* Written request
Copy exactly the lines from the one containing "necktie, dropping a point on every instance." through the last line of the records, both included, and nothing more.
##### Material to process #####
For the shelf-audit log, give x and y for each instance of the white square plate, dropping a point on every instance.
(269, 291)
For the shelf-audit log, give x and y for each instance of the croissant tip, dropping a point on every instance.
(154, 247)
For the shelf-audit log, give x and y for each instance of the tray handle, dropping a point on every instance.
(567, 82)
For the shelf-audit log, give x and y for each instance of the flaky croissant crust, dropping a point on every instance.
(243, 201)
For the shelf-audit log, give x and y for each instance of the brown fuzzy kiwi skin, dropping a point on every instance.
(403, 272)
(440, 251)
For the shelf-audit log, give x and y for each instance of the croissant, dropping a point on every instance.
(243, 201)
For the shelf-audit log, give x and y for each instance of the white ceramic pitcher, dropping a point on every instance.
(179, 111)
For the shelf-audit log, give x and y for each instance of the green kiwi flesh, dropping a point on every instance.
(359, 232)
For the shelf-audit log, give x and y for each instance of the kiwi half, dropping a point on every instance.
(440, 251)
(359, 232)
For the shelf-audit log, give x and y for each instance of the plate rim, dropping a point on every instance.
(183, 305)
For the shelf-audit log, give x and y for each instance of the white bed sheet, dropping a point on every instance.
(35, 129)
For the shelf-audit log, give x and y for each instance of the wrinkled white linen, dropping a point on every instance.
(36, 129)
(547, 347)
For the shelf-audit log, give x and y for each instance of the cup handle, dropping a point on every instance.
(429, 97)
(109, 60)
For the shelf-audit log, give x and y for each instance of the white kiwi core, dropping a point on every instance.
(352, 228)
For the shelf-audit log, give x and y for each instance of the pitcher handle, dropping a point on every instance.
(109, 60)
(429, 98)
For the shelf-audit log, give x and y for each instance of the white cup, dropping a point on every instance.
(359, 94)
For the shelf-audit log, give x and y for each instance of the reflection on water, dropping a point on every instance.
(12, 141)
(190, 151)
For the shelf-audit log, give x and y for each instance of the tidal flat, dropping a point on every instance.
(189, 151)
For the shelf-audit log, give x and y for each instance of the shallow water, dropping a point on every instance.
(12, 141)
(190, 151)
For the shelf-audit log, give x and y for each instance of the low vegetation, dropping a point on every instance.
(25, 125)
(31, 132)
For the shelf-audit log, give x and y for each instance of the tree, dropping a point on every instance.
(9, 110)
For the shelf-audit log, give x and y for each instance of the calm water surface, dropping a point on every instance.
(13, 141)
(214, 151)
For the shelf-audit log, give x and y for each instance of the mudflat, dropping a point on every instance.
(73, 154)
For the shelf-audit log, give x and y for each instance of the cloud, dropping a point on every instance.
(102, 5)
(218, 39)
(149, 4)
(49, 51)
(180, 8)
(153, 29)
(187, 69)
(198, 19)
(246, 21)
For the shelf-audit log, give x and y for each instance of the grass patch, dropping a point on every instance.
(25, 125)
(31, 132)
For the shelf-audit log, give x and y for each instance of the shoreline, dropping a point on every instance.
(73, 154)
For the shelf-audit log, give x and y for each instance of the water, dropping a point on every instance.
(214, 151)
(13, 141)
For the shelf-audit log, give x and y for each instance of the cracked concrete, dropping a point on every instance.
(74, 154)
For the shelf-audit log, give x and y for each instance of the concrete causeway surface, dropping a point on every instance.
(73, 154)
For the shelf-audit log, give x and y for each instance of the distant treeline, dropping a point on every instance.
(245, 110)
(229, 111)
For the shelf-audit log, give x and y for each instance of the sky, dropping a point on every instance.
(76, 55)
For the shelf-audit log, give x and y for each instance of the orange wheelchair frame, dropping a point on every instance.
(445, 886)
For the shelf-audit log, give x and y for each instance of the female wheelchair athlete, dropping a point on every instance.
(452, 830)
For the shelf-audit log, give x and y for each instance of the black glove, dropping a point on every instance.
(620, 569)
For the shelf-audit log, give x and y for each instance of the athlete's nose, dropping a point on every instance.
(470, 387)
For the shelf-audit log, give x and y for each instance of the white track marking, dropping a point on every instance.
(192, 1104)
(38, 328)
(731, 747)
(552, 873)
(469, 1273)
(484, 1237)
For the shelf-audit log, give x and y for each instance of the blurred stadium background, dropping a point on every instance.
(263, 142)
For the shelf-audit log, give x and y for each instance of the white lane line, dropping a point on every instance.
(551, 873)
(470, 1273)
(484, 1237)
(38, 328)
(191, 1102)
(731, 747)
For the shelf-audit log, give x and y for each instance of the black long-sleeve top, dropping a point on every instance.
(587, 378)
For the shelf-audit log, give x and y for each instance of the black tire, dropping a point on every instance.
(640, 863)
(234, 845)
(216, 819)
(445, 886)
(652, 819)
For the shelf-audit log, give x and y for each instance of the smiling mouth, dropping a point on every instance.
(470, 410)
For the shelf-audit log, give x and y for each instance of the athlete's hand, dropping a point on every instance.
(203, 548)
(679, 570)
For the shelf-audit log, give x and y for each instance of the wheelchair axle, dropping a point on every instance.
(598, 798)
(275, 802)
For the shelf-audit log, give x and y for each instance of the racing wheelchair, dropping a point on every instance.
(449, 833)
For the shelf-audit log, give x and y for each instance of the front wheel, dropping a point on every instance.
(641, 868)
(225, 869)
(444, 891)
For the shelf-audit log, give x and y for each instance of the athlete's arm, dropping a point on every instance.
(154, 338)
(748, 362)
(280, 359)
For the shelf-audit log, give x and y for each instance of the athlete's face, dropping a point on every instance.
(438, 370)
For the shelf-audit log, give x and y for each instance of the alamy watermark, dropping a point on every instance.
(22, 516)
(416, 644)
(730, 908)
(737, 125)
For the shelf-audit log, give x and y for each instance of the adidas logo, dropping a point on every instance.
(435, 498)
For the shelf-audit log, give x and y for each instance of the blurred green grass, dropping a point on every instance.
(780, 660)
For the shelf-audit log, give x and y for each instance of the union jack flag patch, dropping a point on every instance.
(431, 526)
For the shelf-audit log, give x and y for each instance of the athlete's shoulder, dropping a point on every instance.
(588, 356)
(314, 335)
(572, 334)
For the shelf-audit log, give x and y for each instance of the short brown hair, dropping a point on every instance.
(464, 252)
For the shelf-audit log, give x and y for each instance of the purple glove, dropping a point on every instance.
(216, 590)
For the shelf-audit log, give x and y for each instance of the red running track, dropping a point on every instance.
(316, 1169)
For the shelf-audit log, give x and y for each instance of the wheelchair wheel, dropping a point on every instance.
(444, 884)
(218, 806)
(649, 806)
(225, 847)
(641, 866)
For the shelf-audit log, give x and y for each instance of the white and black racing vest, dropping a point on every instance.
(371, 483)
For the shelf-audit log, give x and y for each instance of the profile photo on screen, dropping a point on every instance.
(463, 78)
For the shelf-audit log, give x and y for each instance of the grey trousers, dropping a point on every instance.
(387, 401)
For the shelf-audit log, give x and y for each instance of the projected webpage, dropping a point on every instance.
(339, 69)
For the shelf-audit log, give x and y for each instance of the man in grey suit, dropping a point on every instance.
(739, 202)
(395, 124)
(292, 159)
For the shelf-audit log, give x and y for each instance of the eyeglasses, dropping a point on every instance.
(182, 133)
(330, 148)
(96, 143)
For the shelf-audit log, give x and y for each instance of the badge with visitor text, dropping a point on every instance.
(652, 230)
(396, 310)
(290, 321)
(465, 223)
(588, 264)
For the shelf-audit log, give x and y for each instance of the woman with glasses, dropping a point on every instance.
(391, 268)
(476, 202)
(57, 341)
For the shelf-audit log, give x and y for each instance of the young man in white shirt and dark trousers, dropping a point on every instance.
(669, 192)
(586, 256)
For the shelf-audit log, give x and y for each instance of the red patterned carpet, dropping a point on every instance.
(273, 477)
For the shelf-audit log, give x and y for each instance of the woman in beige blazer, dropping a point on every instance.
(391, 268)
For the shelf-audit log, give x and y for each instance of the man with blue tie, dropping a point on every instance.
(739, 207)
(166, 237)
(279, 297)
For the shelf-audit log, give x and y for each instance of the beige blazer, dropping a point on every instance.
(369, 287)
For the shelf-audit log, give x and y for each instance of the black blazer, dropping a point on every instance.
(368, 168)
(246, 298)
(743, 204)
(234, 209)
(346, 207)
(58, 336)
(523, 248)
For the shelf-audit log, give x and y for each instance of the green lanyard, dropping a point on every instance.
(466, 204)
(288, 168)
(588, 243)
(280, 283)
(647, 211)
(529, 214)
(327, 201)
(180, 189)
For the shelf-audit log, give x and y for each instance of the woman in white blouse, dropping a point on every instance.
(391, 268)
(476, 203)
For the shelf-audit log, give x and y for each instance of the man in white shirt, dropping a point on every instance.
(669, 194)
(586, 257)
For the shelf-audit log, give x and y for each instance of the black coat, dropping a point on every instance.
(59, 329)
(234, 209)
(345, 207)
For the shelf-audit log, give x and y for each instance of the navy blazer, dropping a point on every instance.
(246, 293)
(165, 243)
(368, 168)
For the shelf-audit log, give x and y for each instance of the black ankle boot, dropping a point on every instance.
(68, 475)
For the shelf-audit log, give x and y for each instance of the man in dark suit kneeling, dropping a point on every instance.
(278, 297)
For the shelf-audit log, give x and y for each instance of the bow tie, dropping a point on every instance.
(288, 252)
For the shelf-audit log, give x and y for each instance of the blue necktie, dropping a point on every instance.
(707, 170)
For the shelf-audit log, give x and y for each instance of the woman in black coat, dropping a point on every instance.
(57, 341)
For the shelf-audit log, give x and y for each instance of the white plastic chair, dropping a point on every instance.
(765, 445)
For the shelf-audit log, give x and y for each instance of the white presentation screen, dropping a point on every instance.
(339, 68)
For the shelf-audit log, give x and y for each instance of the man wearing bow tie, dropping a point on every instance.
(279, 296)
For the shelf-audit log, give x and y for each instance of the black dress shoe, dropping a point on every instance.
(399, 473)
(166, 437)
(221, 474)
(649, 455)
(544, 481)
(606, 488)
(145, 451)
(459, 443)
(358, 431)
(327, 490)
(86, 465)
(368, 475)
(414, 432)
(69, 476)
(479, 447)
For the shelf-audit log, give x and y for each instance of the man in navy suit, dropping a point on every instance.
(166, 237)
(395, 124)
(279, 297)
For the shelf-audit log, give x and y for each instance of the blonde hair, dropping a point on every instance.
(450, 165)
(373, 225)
#####
* Expected output
For the shelf-audit log, give x and y for each instance of the blue necktie, dropping a point on every instance.
(707, 170)
For the shelf-audit log, give x and y for each instance of the woman in black coat, dropping a point on every instance.
(57, 341)
For the shelf-audit log, give x and y for each instance of the white plastic chair, dropping a point on every instance.
(765, 445)
For the shelf-audit log, give x and y for each instance of the white presentation screen, dropping a point on every instance.
(339, 68)
For the shelf-audit log, give x and y for each instance of the man wearing bow tie, dropping a point on every instance.
(279, 296)
For the shelf-audit log, give x and y for each instance of the black dress shoe, dropping a point on every instance.
(399, 473)
(166, 437)
(221, 474)
(649, 455)
(544, 481)
(606, 488)
(145, 451)
(459, 443)
(358, 431)
(327, 490)
(86, 465)
(368, 475)
(414, 432)
(69, 476)
(479, 447)
For the shelf-audit log, give x and y for each instance of the man in navy suit, dropping a point on every instance.
(166, 237)
(395, 124)
(279, 297)
For the shelf-audit log, give x and y for each instance of the blonde hair, dropping a point on every instance.
(450, 165)
(373, 225)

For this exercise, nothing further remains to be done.